## Problem 1
Please retype, word for word, the part of the interview transcript about broadcasting and football between "It happens that fast. You" and "to run everything?", inclusive.
## Problem 2
Extend the interview transcript about broadcasting and football, picking up right after its last sentence.

## Excerpt provided
= Beginning of Section =
Well, you navigated both worlds very well, very expertly. Which one do you regard as stranger, broadcasting or football?

[01:20:06]

Broadcasting, by far. Look, neither one is a meritocracy. We like to say sports is. It's the closest thing we have to it maybe now, but it's loose now, even sports. And certainly, broadcast is like, untethered now. It's almost like, forget it, whatever. If you know someone, if your agent is so and so, you know so and so, you willing to go there, it's pretty much triple sevens.

[01:20:38]

Wow. You know how Hollywood all of this is. Your take on what the take industry has become is you're looking at it as rotted at the core like, Oh, that's ugly how Hollywood took that over. And now it's just all professional wrestling.

[01:20:53]

Yeah, it totally is. I was there from Hello, 2008, first meeting. I remember us getting into about this new thing called Twitter, and it's all the executives and all the hosts and all the analysts. We're sitting there and they're like, All right. Okay, this Twitter thing, we got to be careful with it. We can't give away all our information. We can't tell them everything what's going to happen on the show. Be very protective, be private, but just try to gain audience. Then literally, like a year or two later, they're like, Okay, tell them your whole show. They'll still come watch. We need both audiences. I was like, Do you all know which way is up? Do you all have any projections, any forward thinking? I was like, All right, whatever. I saw the same thing happen when I was leaving the industry. I literally left ESPN and wanted to go to Fox and wanted to do a radio show. I love radio. I love how you get the intimacy and the response from the audience. They were like, No, just TV. I was like, All right. Then my boy kept bugging me, and this is 2018.

[01:21:55]

He's like, Do a podcast. Do a podcast. At the time, I looked down on podcasts. I was like, What is.

[01:22:00]

A podcast? That's where you get old.

[01:22:02]

That's where you get old.

[01:22:03]

It happens that fast. You thought you were the cool guy, and then you look up and, yes, it happens that fast. It's a very competitive, stupid game, the one of broadcasting. I can't even imagine. You've seen a lot of life. Have you met a less impressive swath of people anywhere in life than television executives?

[01:22:29]

It's unreal. But it's like television executives, movie producers. It's the same like-.

[01:22:40]

How are they allowed to run everything?

[01:22:43]

Yeah, because it's really tough because in football, there's a coordinator who sees the field and has assistants, and they're doing all these projections, and they're trying to figure out all the strategies. And they're like, all right, let's find their tendencies, and we could come up with a calculated formula and attack. But then you get the TV exec. Look, I have benefited from this ignorance as well. When they're like, Yeah, we should try that. I'm like, Wow, that easy? You think you got to go to Syracuse Media School and get your PhD and you got to have all these... The resume. And there's like, no, it was a nice brunch. I think what you said makes sense. Let's try it. And literally, we'll create a show just like that. And it's like, wow. I just went through that industry, and I was like, at the end, the same things that they were saying no to, they were saying yes to. And so literally, my next deal, they're like, Podcast? You want to do radio again? I was like.

[01:23:38]

That was just four years ago. Yeah, well, you were ahead of the game without realizing you were ahead of the game is what happened. You didn't understand what was being whispered to you about the profession that, yes, you needed a support system in place to grow the person you would become on American cable, television, and everyone's homes. You value that platform. You being maximum you on that platform would educate every day in a way that's necessary now, not just so you're arguing with somebody across the table, but you're unspooling real wisdom because people need to hear some shit now that's more meaningful than the God we've been serving for a long time.
= End of Section =
## Information given
= Beginning of Section =
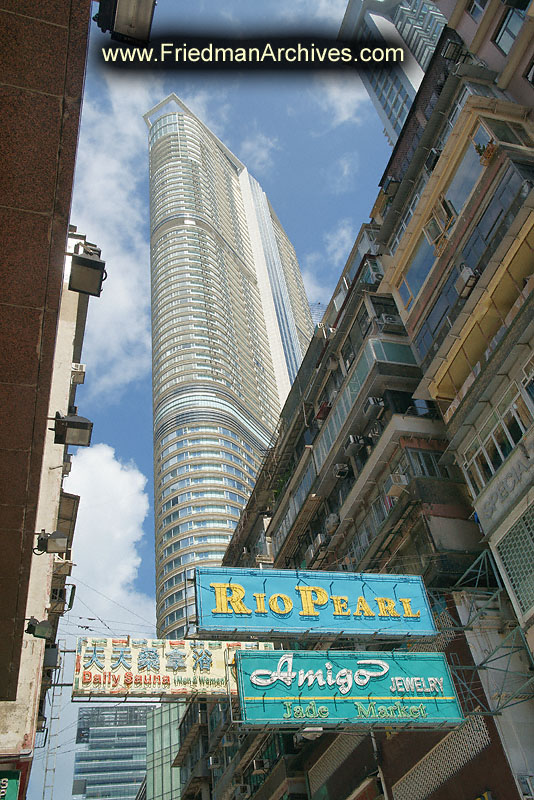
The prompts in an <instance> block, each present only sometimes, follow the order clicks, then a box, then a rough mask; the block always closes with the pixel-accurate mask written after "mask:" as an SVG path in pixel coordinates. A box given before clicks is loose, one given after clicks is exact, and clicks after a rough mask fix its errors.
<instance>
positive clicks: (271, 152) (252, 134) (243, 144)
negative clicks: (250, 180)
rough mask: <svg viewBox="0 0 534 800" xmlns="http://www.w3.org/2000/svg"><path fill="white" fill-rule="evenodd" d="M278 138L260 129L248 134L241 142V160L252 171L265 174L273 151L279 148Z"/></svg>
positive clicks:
= End of Section =
## Task response 1
It happens that fast. You thought you were the cool guy, and then you look up and, yes, it happens that fast. It's a very competitive, stupid game, the one of broadcasting. I can't even imagine. You've seen a lot of life. Have you met a less impressive swath of people anywhere in life than television executives?

[01:22:29]

It's unreal. But it's like television executives, movie producers. It's the same like-.

[01:22:40]

How are they allowed to run everything?

## Task response 2
[01:24:23]

Yes, that's exactly it. I still was scared. Even though the universe was whispering to me, maybe starting to yell, let's go. Whitlock leaving in midnight hour, Acho, wanting it all. I'm like, okay. I'm like, this is all pointing in one direction, but I still don't know. I got little kids here. I got people to feed. I got a life to live. Then, Pat McAfee. I remember being in my driveway. I don't know what day it was. He had some video where he was giving out a million dollars to everybody. He just signed that fan duo deal. I was like, hes a... At that time, I never watched this podcast. I was like, That's a podcast? Then all of a sudden you start to do your research. I'm going backwards. I'm like, 2017, he couldn't work at ESP. The same ESP and I got two jobs at, and he can't get in the door because he's the punter. Now he's coming back with a vengeance to lap everyone in the industry 18 times over. Oh, I got the wrong car. I could say I'm the bad driver, but I'm going to say I'm going to switch cars first and switch lanes and see how I roll.

[01:25:33]

What an amazing thing for you to realize like that. You thought you were ahead of the game, ahead of the game, ahead of the game. And then you turn around and you're like, Oh, my God. I didn't see that coming at all. Iyou that well. I could have built all that. I could have built what Shannon Sharp is building right now. I could have built all of that if I had somebody... I think you could work within the system. You could. You could do the show you want to do within the system if you just had similarly minded people around you. I don't know how many of those you encountered along.

[01:26:11]

The path. There you go. That's the thing. It's like, Max and I used to always say this is so funny. We were like, we should just throw a camera in here and just go at it. This is like 2014, 2030. Just throw a camera here because it was like, hilarious all.

[01:26:24]

The time. You were doing a lot better show than just about anybody in radio because your dynamic was so... I mean, like that, there was nothing. If you had put that on a similar cast every day, real friendship, real brothers growing up together, learning things about each other and being more vulnerable at microphones than most men like you are willing to be- Yeah.

[01:26:47]

And that's what we were doing. And we had so many funny comparisons and contrasts. It was like, billboards won the rapper and won the national typewriting champion. But he was the rapper.

[01:26:59]

That's right. You're that'sthat you're the one who won the typwriting championship. I'm the nerd. You're the champion. Yes, you guys had the perfect chemistry for spending three hours together laughing. And furthermore, that platform would have been or it was something. How many people got to know you through that? Know you for real. Know you in ways that Los Angeles never knew you before that because there's something different about you're that big ass voice and everyone is impressed with his credentials. Everyone knows who and you were extended to, Max. We're peers. We are equals. I'm the athlete and you're the journalist, but we're brothers.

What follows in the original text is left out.